EXERCISE OBJECTIVE
Pick out and copy every line of the data that contains the word "shirt".

EXCERPTED DATA
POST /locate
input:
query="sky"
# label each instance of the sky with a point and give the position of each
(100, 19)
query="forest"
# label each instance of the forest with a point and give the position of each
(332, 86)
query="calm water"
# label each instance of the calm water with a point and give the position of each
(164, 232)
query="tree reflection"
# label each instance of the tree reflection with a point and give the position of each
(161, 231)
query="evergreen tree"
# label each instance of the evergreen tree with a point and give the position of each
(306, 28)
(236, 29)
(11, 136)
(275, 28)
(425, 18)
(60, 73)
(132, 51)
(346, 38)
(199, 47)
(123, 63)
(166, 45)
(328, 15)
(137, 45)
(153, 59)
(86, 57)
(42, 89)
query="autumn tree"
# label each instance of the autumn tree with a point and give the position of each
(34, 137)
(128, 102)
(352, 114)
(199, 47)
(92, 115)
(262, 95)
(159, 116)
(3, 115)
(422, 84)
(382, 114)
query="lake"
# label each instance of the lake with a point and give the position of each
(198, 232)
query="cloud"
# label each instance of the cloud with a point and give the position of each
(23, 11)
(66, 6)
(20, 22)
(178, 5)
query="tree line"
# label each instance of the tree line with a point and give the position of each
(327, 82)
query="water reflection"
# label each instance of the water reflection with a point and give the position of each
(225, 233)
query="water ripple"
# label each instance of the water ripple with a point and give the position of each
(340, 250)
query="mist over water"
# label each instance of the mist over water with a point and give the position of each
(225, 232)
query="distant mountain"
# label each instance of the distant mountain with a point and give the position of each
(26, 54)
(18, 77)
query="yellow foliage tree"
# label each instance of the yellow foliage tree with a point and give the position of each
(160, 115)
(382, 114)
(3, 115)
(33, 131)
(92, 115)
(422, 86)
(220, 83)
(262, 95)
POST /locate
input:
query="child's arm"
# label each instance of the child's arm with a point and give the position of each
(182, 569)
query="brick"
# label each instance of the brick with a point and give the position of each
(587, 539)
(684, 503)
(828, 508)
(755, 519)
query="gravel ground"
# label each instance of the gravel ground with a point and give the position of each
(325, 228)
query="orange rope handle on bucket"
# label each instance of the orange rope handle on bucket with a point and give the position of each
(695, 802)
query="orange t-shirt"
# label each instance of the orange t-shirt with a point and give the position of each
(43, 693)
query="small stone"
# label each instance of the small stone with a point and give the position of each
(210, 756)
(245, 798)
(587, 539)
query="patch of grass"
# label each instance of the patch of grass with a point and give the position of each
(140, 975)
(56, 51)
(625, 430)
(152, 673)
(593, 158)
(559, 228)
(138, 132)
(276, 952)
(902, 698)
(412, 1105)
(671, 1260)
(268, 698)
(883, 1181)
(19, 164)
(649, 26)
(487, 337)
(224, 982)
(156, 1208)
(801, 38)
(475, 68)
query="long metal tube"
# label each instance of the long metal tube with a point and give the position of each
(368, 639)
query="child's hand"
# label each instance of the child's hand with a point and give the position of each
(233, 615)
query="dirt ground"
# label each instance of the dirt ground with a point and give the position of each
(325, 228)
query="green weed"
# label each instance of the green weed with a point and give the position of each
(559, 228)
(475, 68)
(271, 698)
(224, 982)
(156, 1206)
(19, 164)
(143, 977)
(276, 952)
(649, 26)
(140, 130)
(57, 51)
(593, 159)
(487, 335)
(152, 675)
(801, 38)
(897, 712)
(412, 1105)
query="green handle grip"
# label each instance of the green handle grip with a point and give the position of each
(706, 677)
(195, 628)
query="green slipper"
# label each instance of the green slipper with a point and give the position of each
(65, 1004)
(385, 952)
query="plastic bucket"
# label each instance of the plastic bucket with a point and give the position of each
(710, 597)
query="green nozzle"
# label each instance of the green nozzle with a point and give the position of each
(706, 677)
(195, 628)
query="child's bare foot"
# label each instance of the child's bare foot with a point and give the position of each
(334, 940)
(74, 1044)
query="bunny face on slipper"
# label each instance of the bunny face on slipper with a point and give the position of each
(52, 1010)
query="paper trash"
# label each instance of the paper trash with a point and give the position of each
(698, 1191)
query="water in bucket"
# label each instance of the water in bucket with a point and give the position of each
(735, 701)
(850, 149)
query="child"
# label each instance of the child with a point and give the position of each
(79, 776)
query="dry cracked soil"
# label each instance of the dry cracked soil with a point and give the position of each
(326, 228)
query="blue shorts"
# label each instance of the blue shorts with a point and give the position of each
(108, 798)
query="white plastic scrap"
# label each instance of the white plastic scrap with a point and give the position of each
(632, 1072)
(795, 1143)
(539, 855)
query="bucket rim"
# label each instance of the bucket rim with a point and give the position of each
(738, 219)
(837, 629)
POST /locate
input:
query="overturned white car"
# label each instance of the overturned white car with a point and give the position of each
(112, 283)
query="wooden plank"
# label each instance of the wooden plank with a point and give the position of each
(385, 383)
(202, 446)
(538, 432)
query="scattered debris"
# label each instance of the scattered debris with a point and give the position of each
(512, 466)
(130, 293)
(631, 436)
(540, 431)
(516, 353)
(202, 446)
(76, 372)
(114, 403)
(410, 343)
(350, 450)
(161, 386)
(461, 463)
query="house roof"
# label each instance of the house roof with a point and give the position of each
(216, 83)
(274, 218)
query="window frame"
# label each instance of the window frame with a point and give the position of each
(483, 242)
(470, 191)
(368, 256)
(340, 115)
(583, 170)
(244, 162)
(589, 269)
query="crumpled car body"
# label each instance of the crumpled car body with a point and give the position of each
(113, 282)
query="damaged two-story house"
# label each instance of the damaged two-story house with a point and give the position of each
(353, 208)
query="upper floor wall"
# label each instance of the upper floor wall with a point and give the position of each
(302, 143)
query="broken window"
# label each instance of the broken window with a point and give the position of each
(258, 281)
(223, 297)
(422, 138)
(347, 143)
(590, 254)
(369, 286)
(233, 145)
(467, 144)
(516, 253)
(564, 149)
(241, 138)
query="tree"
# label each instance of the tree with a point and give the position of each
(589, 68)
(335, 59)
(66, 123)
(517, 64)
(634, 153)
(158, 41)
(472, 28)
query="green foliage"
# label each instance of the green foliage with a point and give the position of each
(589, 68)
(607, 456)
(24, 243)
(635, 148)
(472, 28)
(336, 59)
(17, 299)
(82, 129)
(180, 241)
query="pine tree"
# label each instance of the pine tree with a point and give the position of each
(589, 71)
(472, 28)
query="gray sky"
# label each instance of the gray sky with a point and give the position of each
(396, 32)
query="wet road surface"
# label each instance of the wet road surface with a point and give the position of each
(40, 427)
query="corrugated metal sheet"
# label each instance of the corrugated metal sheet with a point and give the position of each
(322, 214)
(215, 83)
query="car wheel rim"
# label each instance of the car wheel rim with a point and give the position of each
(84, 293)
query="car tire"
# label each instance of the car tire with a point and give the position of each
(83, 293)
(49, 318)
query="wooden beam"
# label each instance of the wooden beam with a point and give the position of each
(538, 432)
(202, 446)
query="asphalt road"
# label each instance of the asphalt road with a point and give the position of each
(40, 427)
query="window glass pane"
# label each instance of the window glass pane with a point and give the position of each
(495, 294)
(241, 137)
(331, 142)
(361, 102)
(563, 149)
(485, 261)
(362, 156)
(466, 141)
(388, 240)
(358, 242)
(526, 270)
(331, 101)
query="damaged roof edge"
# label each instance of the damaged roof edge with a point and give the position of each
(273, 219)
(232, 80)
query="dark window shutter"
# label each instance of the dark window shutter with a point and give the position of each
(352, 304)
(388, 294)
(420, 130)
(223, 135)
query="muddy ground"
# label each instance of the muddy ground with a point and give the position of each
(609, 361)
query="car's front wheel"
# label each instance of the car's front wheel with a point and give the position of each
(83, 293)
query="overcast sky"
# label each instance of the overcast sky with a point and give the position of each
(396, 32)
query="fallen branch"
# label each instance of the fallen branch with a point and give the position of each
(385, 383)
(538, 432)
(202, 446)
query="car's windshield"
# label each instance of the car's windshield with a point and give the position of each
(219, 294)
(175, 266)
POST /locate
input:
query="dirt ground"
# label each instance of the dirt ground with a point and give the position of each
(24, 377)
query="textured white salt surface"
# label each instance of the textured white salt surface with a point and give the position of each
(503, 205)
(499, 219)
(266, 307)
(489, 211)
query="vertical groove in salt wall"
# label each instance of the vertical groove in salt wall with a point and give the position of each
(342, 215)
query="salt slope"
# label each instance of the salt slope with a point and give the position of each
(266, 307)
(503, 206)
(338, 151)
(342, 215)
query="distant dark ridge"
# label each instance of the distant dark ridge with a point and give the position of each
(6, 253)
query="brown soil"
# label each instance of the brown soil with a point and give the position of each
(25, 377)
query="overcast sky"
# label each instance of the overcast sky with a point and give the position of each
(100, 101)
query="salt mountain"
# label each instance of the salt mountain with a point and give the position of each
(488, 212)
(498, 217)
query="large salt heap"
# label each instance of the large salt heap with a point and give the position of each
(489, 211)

OUTPUT FOR THIS EXERCISE
query="orange t-shirt"
# label each instance of the orange t-shirt with a point and give the position of each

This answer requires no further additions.